Exercise brief> Nothing in the records may be altered; repeat them exactly.

───── Material supplied

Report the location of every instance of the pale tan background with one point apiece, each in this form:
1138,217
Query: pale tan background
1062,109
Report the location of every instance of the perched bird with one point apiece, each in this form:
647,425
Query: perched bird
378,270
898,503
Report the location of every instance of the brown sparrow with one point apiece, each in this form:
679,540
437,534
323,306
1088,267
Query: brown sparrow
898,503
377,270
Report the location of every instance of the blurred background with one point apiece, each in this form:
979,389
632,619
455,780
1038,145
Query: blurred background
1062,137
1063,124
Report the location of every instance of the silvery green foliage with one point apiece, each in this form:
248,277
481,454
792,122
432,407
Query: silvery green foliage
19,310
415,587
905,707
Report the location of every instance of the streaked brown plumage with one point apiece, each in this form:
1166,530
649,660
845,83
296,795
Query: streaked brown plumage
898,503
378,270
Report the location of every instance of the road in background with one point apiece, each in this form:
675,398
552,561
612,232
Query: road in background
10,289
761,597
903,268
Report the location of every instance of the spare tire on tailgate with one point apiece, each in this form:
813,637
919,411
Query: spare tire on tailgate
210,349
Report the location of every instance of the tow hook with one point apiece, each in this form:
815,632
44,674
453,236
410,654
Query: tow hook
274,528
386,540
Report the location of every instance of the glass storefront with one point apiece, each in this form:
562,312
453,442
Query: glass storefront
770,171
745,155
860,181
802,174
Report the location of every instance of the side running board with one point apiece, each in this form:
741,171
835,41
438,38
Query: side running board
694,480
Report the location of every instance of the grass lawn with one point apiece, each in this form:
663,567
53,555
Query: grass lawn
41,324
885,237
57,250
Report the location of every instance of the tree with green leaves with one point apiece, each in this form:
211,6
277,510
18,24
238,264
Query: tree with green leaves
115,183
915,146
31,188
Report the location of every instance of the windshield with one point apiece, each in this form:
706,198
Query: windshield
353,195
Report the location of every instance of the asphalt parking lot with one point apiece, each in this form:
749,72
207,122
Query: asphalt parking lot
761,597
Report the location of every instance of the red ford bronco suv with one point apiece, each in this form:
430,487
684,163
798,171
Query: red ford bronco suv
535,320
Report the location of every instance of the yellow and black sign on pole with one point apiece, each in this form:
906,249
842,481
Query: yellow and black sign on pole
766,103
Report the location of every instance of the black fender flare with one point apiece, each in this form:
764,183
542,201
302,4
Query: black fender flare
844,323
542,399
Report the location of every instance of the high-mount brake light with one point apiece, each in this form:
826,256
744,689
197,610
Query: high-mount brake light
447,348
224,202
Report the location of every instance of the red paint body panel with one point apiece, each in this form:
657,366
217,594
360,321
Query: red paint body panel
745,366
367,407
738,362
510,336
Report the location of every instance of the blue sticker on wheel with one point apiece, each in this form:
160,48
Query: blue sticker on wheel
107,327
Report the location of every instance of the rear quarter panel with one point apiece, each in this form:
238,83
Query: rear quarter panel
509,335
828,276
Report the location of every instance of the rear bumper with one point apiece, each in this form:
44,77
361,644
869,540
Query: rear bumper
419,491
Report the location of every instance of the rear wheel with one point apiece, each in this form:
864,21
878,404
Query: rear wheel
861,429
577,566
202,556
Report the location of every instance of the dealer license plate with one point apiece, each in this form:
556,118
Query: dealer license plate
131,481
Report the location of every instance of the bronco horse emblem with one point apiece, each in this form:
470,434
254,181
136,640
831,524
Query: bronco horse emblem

──────────

Answer space>
Report the location of every instance of the pale tan background with one point apiece, each in this form:
1138,217
Query: pale tan background
1062,109
Report the location of every instance of the perched bird with one point apiece, each in this form:
647,425
Query: perched bird
378,270
898,503
Report the location of every instance of the brown sparrow with one point apiece, each in this form:
679,540
437,534
323,306
1088,267
Query: brown sparrow
898,503
377,270
Report the location of every instance of the blurred background with one point apiece, each in this form:
979,389
632,619
455,780
1038,145
Query: blurred background
1062,137
1063,124
Report the location of every instance of the silvery green foliage with one point apiece, each in this form:
248,277
481,454
792,122
432,407
Query: silvery green foliage
19,310
415,587
905,707
Report the location of every instance of the streaked brown plumage with one point apiece, each in this form:
1166,530
649,660
845,83
296,795
Query: streaked brown plumage
898,503
378,270
Report the location of every instance of the road in background with one point apiece, each in this form:
675,398
552,561
612,232
Query: road in background
10,289
761,597
903,268
Report the location of every instance of the spare tire on tailgate with one point apiece, each in this form:
813,637
919,411
Query: spare tire on tailgate
210,349
Report the location of every instance of the tow hook with one point apiece, each in this form:
815,632
44,674
453,236
410,654
Query: tow hook
274,528
386,540
Report the location of every instance of the glass storefront with one point apiece, each in this form:
562,312
453,442
Query: glass storefront
770,171
745,155
860,181
802,174
Report the location of every instance of the side running board with one point apiece, each in this form:
741,171
835,41
438,38
Query: side running board
694,480
Report the location of every instance of the grass lawn with one point apiece, each in this form:
663,567
53,555
Query: grass lawn
41,324
885,237
57,250
Report the location of every instance of the tree with green leaves with one point apiece, each in this form:
211,6
277,510
18,24
238,264
Query: tree with green leaves
115,183
915,146
31,188
Report the location of every instance of the windshield with one point apiece, each in this form:
706,198
Query: windshield
353,195
Report the location of every instance of the asphalt parking lot with one point apiece, each in this form:
749,72
207,122
Query: asphalt parking lot
761,597
Report the location of every instance of the red ford bronco suv with one point apiece, each in this form:
430,487
684,163
798,171
Query: red ford bronco suv
535,320
Report the location of every instance of the yellow and black sign on pole with one point apiece, each in this form:
906,249
842,481
Query: yellow and black sign on pole
766,103
Report the location of every instance of the black fender flare with one point apiece, each in this form:
764,183
542,201
302,4
Query: black fender flare
844,323
542,399
Report the location of every instance of the high-mount brake light with one point apiece, each in this form:
826,256
744,689
197,610
Query: high-mount brake light
447,348
224,202
Report the location of every instance of the red paint body panel with one point apiece, each in this form:
657,366
217,594
360,321
Query: red paint body panel
745,366
367,407
738,362
510,336
Report the location of every instance of the blue sticker on wheel with one point apiece, each in this form:
160,48
Query: blue sticker on wheel
107,327
Report the location of every instance of the rear quarter panel with one point apiece, each in this form:
238,83
Query: rear quarter panel
509,335
828,276
Report the location of every instance of the rear bumper with one point apiece, each in this form:
44,77
361,644
869,540
Query: rear bumper
419,491
Report the location of every instance of the rear wheel with one point apiece, each in this form:
864,21
878,404
Query: rear wheel
861,429
577,566
202,556
Report the location of every instance of the dealer license plate with one point apiece, each in this form:
556,118
Query: dealer license plate
131,481
Report the location of every instance of the bronco horse emblem with one point apiece, each in this form:
470,434
254,181
136,640
831,524
Query: bronco horse emblem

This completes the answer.